* **EXERCISE REQUIREMENTS**
Omit the pictures and return every entry exactly as written.
— Begin —
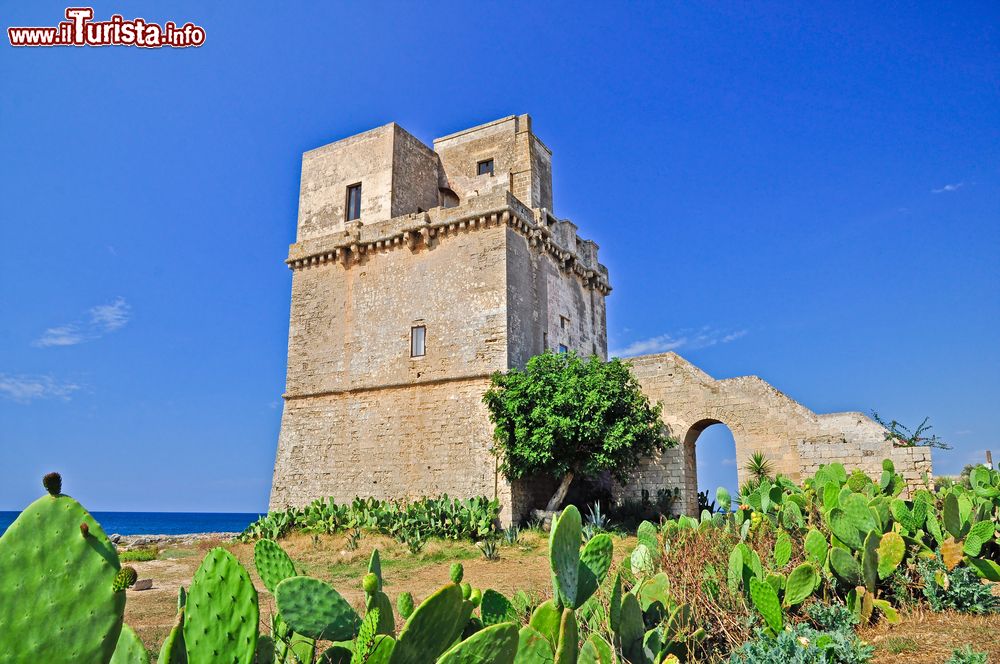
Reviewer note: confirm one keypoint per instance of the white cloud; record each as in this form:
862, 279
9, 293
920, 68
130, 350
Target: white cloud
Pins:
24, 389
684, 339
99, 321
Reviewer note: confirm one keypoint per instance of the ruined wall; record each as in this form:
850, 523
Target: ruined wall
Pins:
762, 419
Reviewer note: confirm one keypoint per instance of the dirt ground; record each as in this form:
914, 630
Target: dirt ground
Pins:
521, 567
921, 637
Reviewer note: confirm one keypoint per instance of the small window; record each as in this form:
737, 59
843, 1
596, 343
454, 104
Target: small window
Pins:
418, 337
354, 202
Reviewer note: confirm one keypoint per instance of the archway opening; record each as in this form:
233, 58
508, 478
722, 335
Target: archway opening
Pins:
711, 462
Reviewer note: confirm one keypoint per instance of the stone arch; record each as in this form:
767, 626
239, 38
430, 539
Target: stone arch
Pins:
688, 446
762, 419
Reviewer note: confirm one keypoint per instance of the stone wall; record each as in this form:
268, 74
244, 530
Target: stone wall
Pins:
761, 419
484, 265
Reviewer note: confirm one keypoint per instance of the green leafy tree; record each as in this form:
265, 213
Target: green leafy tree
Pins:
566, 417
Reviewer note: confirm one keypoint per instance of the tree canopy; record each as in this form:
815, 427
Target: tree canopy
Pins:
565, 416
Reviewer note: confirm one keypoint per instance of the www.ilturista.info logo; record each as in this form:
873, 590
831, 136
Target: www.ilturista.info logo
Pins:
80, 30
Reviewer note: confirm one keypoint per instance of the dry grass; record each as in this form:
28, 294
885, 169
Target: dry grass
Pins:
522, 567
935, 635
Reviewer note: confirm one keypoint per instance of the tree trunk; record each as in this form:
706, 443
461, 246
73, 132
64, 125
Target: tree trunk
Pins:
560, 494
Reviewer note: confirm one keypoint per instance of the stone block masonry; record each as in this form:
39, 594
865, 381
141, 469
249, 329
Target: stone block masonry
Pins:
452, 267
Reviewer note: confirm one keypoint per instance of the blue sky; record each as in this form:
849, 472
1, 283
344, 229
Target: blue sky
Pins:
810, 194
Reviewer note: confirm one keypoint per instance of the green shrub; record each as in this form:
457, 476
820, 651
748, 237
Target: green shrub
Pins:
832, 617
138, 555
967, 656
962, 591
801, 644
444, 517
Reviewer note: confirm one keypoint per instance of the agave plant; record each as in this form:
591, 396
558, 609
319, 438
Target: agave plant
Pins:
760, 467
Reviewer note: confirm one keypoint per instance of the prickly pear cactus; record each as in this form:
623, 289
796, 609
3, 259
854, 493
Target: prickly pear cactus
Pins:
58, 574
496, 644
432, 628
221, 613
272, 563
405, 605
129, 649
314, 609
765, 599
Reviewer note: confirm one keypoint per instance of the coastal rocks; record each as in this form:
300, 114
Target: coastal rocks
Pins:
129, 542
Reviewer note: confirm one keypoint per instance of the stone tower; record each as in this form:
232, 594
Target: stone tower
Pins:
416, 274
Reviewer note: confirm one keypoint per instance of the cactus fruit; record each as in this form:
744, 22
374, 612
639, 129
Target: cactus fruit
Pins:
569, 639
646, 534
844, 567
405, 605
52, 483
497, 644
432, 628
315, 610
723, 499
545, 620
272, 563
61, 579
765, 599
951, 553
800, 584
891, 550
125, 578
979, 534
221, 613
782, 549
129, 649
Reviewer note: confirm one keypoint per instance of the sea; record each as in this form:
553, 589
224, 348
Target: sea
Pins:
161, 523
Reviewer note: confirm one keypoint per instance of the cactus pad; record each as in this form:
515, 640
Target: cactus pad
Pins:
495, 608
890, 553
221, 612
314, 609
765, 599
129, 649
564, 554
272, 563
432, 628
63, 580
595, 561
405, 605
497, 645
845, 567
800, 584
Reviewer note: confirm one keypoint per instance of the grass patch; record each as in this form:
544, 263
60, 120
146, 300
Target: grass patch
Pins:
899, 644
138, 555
— End —
* **REPLY**
Reviewer note: confirm one keypoint per instance of the white cloud; record each as in this form:
862, 279
9, 293
920, 68
130, 350
Target: white cloud
Pins:
24, 389
684, 339
99, 321
Reviewer note: confirm one keypoint per instance of the ruined wall; record each as in this form:
850, 523
Target: ruined wall
Pins:
762, 419
Reviewer note: confirm one keypoint per instance of the dirt ground; record each as in this form:
914, 630
Target: dirt ground
Pins:
521, 567
921, 637
Reviewer note: confirm one keypoint per instance of the small window; record each as in this form:
737, 59
843, 1
596, 343
454, 104
Target: small window
Pins:
418, 337
354, 202
Reviewer note: confirm one keypoint per instance of the archway opening; record each as in this form:
233, 58
508, 478
722, 335
Target: archway opening
Pins:
711, 462
Reviewer note: confirm one keypoint per instance of the stone arch; record each as in this form:
767, 626
239, 38
430, 539
Target: stone arch
Pins:
688, 446
762, 419
Reviewer note: confirm one keypoint per instance of the stone wall; record each as in this form:
268, 74
244, 530
Target: stone wall
Pins:
761, 419
484, 265
Reviewer note: confirm one keypoint per instance of the green leafy tree; record each as in this form:
265, 213
Target: green leafy tree
Pins:
566, 417
Reviewer note: confirm one keypoint per instance of the tree canopy; record each as in this form:
815, 427
Target: tree canopy
Pins:
565, 416
Reviewer note: confirm one keypoint per instance of the www.ilturista.info logo; record each as in this form:
873, 590
831, 136
Target: www.ilturista.info logo
Pins:
80, 30
Reviewer note: confirm one keypoint per instance of the dry grass; record each as in this form:
28, 294
885, 169
Target: dry grass
Pins:
522, 567
935, 635
Reviewer note: confirm one keypoint per instance of the tree trunk; record each as in this form:
706, 443
461, 246
73, 132
64, 125
Target: tree trunk
Pins:
560, 494
Reviewer note: confirm one keypoint per instance of the stone block masonry; record each as in this form:
39, 594
865, 381
141, 469
249, 329
Target: stone block masonry
Pins:
452, 267
Reviewer note: confirm one keypoint per instance of the blue sky; record each as in this form:
849, 472
1, 283
344, 229
Target: blue sky
Pins:
810, 194
Reviewer note: confirm one keypoint per instance of the green shrub; record each as in this form:
457, 476
820, 651
748, 237
Target: green shrub
Pins:
832, 617
138, 555
967, 656
962, 591
801, 644
444, 517
Reviewer note: confirm one keypoint per instance of the agave plant; record each as in this form:
591, 396
558, 609
319, 438
Target: agave plant
Pins:
760, 467
Reviewer note: confirm one keypoint per instance of the prickly pear cactus; record each as in this form:
623, 289
796, 609
3, 259
854, 493
Target: prickly pear cactus
Pins:
58, 574
496, 644
432, 628
221, 613
272, 563
405, 605
129, 649
314, 609
765, 599
Reviewer note: confirm one keypoint per instance of the coastal rocks; record each as in this form:
300, 114
Target: coastal rocks
Pins:
129, 542
Reviewer note: confirm one keypoint per instance of the stone tower; record each as in this form:
232, 594
Target: stone tower
Pins:
416, 274
Reviewer note: confirm one keypoint per instance of the cactus fruit; record each as in this form:
744, 22
374, 612
639, 129
Target: cactus fruit
Pins:
569, 639
646, 534
844, 567
405, 605
52, 483
497, 644
432, 628
315, 610
723, 499
545, 620
272, 563
61, 579
765, 599
951, 553
800, 584
891, 550
125, 578
979, 534
221, 613
782, 549
129, 649
Reviewer note: confirm one keypoint per instance of the sea; record each as in this form:
553, 589
224, 348
Target: sea
Pins:
161, 523
Reviewer note: confirm one keypoint per instance of the cactus pad; record each as in this form:
515, 640
Target: cactus pad
Pins:
495, 608
890, 553
221, 612
314, 609
765, 599
129, 649
564, 554
272, 563
432, 628
63, 580
595, 561
405, 605
497, 645
845, 567
800, 584
Reviewer note: confirm one keypoint per instance of the grass patch; record each as in this form:
544, 263
60, 120
146, 300
Target: grass patch
Pins:
899, 644
138, 555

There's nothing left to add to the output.